Copy the entries below word for word, starting at the line containing "Could you kindly indicate each instance of the baseboard" and ending at the line containing "<point>447,247</point>", both included.
┌──
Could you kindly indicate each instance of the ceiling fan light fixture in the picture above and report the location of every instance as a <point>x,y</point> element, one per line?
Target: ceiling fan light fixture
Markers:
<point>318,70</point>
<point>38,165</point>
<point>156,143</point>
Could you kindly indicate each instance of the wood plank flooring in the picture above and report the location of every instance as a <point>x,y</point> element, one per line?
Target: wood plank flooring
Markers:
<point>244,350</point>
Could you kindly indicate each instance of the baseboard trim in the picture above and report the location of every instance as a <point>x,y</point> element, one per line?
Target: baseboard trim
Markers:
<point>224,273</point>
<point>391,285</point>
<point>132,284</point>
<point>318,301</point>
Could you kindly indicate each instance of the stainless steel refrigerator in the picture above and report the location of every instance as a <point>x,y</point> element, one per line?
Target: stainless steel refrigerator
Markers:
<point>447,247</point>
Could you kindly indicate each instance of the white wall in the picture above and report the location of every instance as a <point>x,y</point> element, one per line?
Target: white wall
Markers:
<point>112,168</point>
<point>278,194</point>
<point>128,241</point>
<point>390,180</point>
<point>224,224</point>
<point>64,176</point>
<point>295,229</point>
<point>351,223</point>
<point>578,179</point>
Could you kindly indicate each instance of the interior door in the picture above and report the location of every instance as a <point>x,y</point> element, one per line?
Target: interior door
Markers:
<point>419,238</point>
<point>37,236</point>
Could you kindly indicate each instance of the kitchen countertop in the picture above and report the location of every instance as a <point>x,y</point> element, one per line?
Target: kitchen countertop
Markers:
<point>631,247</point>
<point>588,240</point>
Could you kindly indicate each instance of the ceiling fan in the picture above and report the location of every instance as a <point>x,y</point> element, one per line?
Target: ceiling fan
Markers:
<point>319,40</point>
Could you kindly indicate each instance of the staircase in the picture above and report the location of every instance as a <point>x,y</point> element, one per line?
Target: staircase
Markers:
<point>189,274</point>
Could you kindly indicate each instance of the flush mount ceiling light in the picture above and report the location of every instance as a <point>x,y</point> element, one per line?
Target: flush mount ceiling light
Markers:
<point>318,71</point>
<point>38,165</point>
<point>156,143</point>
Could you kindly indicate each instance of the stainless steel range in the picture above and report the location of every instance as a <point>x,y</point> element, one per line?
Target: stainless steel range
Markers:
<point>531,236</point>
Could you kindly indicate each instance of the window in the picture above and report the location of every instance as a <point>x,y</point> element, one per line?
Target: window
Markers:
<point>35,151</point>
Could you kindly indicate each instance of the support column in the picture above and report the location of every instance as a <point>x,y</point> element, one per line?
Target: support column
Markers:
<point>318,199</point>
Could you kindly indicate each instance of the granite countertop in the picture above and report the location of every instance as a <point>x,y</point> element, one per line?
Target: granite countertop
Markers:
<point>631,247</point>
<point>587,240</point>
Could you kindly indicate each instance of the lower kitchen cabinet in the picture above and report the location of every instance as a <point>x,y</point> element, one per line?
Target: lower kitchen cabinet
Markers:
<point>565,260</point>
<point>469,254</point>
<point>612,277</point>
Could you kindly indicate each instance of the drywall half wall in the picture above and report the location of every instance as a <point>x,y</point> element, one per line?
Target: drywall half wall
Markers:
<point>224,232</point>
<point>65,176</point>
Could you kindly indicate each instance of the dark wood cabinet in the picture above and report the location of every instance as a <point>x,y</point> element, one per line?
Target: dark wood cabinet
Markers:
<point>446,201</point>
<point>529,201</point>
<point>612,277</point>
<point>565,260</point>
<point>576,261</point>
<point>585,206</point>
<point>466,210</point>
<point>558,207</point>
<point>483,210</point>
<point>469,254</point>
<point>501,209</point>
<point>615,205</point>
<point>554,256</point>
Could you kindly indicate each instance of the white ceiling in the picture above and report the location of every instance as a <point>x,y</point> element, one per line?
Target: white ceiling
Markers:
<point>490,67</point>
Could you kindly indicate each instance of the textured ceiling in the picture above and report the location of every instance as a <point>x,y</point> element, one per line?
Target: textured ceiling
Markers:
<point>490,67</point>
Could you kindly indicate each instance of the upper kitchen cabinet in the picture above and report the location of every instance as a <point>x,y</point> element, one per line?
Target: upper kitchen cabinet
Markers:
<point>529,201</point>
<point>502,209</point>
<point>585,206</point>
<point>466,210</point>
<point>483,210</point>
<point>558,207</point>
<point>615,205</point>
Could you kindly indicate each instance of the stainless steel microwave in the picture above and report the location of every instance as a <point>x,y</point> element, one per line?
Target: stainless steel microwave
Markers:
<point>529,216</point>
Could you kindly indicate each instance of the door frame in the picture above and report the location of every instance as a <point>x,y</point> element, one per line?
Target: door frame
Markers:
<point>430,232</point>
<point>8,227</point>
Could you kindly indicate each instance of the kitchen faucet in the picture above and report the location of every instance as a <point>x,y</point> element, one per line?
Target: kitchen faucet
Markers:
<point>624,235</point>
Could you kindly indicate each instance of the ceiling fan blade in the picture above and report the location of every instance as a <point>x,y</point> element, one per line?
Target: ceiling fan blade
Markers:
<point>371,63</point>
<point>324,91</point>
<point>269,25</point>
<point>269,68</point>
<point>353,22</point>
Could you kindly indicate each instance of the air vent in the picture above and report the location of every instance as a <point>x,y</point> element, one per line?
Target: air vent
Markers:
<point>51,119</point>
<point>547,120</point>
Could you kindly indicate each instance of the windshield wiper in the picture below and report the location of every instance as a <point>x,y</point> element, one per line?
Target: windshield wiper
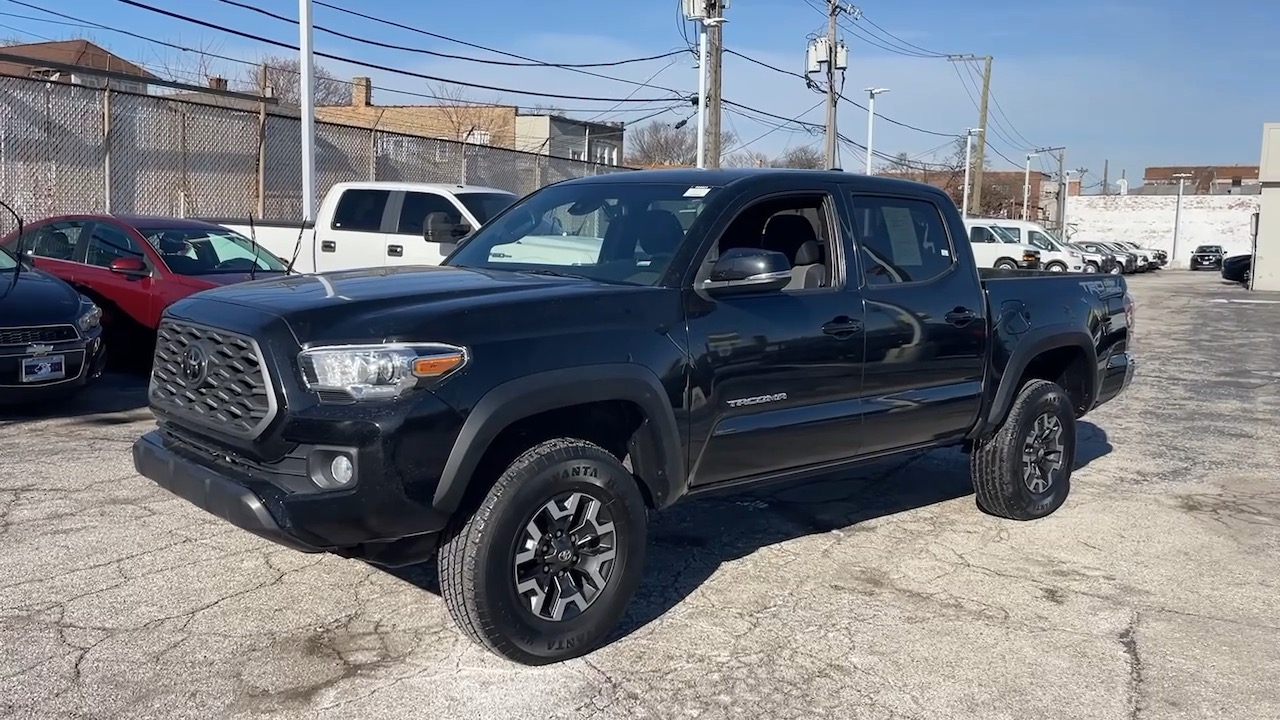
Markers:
<point>556,273</point>
<point>17,267</point>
└──
Full solution:
Could you kindly indicate each instance of the baseboard trim in the picture above and report the location of every instance as a <point>x,y</point> element, one per line?
Target: baseboard trim
Markers:
<point>224,273</point>
<point>391,285</point>
<point>132,284</point>
<point>318,301</point>
Could you kindly indicate each instance of the stainless steel refrigerator in the picture above and report the location of every instance as a <point>x,y</point> element, one per line?
Target: stainless steel refrigerator
Markers:
<point>447,247</point>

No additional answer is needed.